Output the records that follow exactly as they are written.

- Opening Delimiter -

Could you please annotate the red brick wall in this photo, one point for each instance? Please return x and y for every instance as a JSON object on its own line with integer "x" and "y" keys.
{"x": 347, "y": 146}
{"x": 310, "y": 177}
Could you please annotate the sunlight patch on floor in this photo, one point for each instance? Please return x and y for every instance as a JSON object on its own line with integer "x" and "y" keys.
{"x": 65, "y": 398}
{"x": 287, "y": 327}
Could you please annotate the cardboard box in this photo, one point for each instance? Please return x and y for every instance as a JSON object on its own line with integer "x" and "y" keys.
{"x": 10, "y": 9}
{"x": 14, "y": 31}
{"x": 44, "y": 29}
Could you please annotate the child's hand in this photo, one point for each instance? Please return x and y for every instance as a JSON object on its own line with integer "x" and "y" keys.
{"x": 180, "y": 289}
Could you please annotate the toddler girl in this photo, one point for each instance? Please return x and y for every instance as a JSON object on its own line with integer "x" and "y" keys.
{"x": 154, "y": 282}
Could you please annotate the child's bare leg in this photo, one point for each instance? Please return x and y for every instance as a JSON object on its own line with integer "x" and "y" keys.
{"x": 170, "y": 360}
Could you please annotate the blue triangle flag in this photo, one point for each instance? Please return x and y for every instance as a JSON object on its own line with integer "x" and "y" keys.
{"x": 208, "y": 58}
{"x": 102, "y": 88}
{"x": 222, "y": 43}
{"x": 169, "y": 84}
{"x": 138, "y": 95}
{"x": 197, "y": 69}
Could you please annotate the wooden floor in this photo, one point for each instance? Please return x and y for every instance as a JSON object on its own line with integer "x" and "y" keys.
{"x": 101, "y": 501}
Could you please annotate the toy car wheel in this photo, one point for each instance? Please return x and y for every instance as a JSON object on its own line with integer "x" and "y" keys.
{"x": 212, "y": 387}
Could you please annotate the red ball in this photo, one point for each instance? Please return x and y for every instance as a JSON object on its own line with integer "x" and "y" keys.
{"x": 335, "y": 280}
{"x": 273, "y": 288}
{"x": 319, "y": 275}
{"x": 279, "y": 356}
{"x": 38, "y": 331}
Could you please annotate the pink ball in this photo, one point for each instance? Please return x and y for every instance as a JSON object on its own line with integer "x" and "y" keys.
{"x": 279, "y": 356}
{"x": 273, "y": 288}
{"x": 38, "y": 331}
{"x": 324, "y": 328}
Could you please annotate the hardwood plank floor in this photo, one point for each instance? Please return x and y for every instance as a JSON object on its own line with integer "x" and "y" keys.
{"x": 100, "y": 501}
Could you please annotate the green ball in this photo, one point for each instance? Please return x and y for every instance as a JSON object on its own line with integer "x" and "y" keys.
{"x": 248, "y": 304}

- Closing Delimiter -

**RESULT BELOW:**
Could you please annotate the red brick wall in this photo, one point for each instance? Please return x and y for every instance as a JSON object on its own line with integer "x" and "y" keys.
{"x": 347, "y": 146}
{"x": 310, "y": 177}
Could you please annotate the sunlight patch on floor in this photo, one point for each instance? Please return x and y for every instance as a JSON object on its own line with integer "x" and "y" keys.
{"x": 65, "y": 398}
{"x": 287, "y": 327}
Could you please annotate the cardboard box in this photo, one point for each instance? Please return x and y for every instance as a JSON object on its own line with integer "x" and "y" keys.
{"x": 10, "y": 9}
{"x": 14, "y": 31}
{"x": 44, "y": 29}
Could you please annotate the child's hand in this photo, one point for each instance? Please return x and y for every instance as a JSON object on its own line with integer "x" and "y" keys.
{"x": 180, "y": 289}
Could you please annotate the toddler girl in this photo, one point for each instance? Please return x and y for every instance as a JSON object on its own line with integer "x" and "y" keys.
{"x": 154, "y": 282}
Could you please annotate the child's bare leg in this photo, one point for each instance? Please return x and y for every instance as a JSON object on its own line with integer "x" and "y" keys.
{"x": 170, "y": 360}
Could you please annotate the blue triangle flag in this photo, one point for each instance? Please return x and y for every instance as a JSON object on its own line with integer "x" and "y" keys.
{"x": 208, "y": 58}
{"x": 102, "y": 88}
{"x": 222, "y": 43}
{"x": 169, "y": 84}
{"x": 138, "y": 95}
{"x": 197, "y": 69}
Could you please annotate the wooden floor in this photo, one point for each instance? Please return x and y for every instance as a JSON object on its own line with integer "x" and "y" keys.
{"x": 101, "y": 501}
Could you please annotate the toy car wheel in this photo, one point for each instance? Please return x and y for every instance as a JSON object on its own line with integer "x" and "y" keys.
{"x": 212, "y": 387}
Could you please annotate the red ball in this photo, one point for each instance? Please return x and y for every instance as a JSON object on its own line with integer "x" and "y" keys.
{"x": 335, "y": 280}
{"x": 273, "y": 288}
{"x": 319, "y": 275}
{"x": 279, "y": 356}
{"x": 38, "y": 331}
Could you please annotate the pink ball in this photo, one point for each instance? Please return x and y for every instance as a JSON object on its own line with integer "x" and "y" keys.
{"x": 279, "y": 356}
{"x": 273, "y": 288}
{"x": 38, "y": 331}
{"x": 324, "y": 328}
Could you please annotate the hardwood plank floor in this photo, one point for each instance? Please return x and y for every instance as a JSON object on its own line with integer "x" and "y" keys.
{"x": 100, "y": 501}
Could you please annotate the green ball in this photo, one point for each instance? Please return x and y for every instance as a JSON object on its own line with integer "x" and "y" keys.
{"x": 248, "y": 304}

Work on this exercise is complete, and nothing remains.